In this four-part series, we are going to dive into the experience of a mental health diagnosis for children: how to know if a child should be tested, what to look for, what questions to ask, how to explain a diagnosis to the child, and more. Dr. Méroudjie Denis, a Licensed Psychologist and our Director of Clinical Program Innovation will break it down.
In part one, we explored the stigma and fear that surround a mental health diagnosis.
In part two, we discussed how to know when to test for mental health concerns.
In part three, we looked at the process of testing.
In this post, we will talk about how to share the news with the child.
When a parent receives a mental health diagnosis for their child, what should they consider before explaining it to their child?
My biggest advice to parents and caregivers is to deal with your own emotions first. It is not helpful to put your own feelings about the diagnosis onto the child. In fact, they may have an entirely different reaction depending on their experiences, background knowledge and developmental age. So however parents need to work through their feelings – whether they’re feeling grief, anger, sadness, relief… I encourage them to do that.
What advice do you have for parents as they begin to explain the diagnosis to their child?

==*==

Task set:
1. List the feelings that the article on children's mental health diagnoses names as ones parents may need to work through.
2. Retype the passage of the article on children's mental health diagnoses starting with "My biggest advice" and going on through "to do that.".

Data provided:

==*==

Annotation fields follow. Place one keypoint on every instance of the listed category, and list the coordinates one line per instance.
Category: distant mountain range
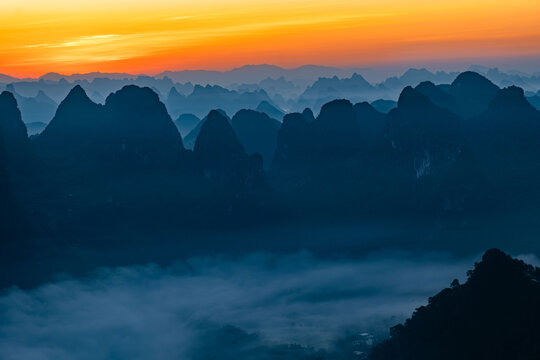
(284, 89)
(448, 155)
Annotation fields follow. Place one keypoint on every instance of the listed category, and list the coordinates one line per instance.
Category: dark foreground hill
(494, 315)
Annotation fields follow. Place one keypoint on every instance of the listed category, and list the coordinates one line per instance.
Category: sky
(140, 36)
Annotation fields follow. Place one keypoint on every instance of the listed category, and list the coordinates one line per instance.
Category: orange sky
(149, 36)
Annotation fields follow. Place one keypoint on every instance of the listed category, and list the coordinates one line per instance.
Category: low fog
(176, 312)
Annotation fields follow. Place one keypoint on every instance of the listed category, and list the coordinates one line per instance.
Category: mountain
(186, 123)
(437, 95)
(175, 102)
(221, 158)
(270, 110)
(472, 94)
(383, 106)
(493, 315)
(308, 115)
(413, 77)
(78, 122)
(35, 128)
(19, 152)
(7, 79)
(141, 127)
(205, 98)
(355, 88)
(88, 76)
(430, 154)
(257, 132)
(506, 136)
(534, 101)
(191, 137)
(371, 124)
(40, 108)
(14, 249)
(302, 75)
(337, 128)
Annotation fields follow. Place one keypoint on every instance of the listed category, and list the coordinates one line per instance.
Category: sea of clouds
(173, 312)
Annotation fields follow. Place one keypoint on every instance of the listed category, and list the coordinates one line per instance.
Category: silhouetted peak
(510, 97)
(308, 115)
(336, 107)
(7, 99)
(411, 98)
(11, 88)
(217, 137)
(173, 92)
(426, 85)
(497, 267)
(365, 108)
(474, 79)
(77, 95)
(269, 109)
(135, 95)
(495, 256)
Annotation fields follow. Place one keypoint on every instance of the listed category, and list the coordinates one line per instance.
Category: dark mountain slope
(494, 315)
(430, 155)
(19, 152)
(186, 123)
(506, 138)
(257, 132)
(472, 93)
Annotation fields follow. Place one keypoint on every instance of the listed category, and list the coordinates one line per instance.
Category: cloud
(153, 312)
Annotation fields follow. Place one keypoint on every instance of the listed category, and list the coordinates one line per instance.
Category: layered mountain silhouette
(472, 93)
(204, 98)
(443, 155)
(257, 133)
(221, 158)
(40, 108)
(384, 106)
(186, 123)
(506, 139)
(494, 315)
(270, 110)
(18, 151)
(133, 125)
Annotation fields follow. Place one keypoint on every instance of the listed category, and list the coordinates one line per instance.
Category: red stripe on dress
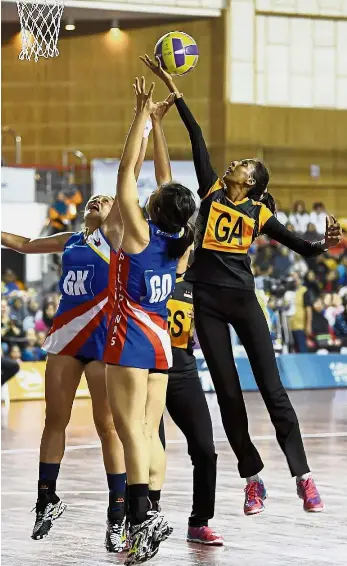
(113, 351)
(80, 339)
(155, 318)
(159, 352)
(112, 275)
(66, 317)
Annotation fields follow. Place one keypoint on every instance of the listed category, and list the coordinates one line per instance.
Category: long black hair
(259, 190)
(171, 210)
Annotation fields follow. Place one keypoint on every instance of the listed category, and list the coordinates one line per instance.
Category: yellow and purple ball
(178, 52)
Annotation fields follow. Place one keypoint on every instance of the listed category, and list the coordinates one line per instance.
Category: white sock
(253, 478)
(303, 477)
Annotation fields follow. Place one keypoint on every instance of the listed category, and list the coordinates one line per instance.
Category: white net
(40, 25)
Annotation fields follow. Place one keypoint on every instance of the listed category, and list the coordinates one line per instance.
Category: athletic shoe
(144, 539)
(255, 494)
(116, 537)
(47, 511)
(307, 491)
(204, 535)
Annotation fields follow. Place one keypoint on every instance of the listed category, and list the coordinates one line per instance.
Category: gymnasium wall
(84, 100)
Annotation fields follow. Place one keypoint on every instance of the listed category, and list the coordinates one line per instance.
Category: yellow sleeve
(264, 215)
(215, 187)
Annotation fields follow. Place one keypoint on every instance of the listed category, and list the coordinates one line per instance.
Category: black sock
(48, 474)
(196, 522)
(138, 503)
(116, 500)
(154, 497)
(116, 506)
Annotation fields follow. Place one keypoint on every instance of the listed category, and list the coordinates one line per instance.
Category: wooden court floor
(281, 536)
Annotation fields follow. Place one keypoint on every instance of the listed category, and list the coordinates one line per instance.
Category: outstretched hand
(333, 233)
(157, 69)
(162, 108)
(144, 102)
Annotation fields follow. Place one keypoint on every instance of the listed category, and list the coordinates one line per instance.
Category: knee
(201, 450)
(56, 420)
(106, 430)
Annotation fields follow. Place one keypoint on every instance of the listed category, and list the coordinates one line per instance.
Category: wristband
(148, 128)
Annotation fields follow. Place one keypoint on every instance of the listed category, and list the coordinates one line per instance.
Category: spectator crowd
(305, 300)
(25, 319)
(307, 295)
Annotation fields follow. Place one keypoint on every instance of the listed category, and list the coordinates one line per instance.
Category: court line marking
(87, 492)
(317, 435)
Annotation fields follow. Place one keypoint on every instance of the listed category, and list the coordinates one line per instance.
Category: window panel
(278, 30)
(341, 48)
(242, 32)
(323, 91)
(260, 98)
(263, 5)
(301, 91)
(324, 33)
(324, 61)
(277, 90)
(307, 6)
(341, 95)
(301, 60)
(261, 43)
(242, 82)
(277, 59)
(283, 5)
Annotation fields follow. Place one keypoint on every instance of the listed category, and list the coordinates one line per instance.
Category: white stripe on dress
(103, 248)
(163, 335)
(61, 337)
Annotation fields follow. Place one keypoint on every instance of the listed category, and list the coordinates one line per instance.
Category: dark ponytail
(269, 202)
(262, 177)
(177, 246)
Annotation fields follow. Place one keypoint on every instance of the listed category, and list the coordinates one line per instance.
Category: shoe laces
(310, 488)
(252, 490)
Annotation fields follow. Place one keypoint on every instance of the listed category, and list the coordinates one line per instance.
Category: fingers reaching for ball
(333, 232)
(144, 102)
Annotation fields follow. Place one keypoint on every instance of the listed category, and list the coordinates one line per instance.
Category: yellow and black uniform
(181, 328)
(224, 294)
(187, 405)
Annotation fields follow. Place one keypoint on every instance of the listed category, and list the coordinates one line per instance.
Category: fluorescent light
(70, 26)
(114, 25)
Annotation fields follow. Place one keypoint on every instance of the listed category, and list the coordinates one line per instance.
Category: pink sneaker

==*==

Task results:
1. grief, anger, sadness, relief

2.
My biggest advice to parents and caregivers is to deal with your own emotions first. It is not helpful to put your own feelings about the diagnosis onto the child. In fact, they may have an entirely different reaction depending on their experiences, background knowledge and developmental age. So however parents need to work through their feelings – whether they’re feeling grief, anger, sadness, relief… I encourage them to do that.